------ Page ------

What do Jeremy Hight’s Glacial, A Novel (whose content he has pledged to Tweet one word at a time every day between the November 2020 and June 2042), Anna Anthropy’s Queers in Love At the End of the World (a Twine romance unfolding at the eleventh minute before the apocalypse which readers are allowed to devour in just ten seconds), and Claire Dinsmore’s The Dazzle as Question (a hypermedia prose-poem about old-school artistry versus the onset of the digital with a penchant for blind(sid)ing its reader) all share in common? For one, they are narratives mediated by computer-hosted platforms and invested in wresting lection from their readers. For another, this paper will argue, they are examples of the post-literary according to a very specific and not strictly conventional definition.

------ Record list ------

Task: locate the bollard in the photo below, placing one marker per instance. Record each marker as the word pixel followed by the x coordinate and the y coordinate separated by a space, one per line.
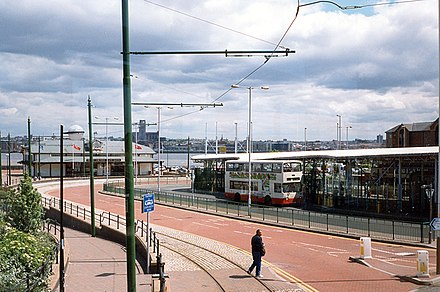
pixel 365 246
pixel 422 264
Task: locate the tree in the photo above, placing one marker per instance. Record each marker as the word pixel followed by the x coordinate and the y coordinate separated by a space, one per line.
pixel 24 210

------

### Aim of the exercise
Write what comes next in the passage on post-literary digital narratives, starting after its final sentence.

### Answer
A by-product of what Brian McHale styles the “name-that-period sweepstakes for what comes after postmodernism” has been the proliferation of commentaries on the meaning of the ‘post-literary’. Reference has been made to some kind of after-literature which, as the product of a succession of literatures, is expected to retain a vestige of what anteceded it while making for a fresh direction. The general narrative concerning the ‘post-’ has been about unlearning the past, innovation and progress, but also one of a limbic sense of living on after the end times. To a different reader, Hight, Anthropy, and Dinsmore’s work might exemplify one or all of these definitions of the condition of being ‘post-’. However, this reader prefers to think of their work in the broad terms established by the journal, CounterText – that is, as manifestations which are implausibly represented by the term ‘literature’ yet register belonging in the “domain” of the post-literary, where “any artefact that might have some claim on the literary appears”.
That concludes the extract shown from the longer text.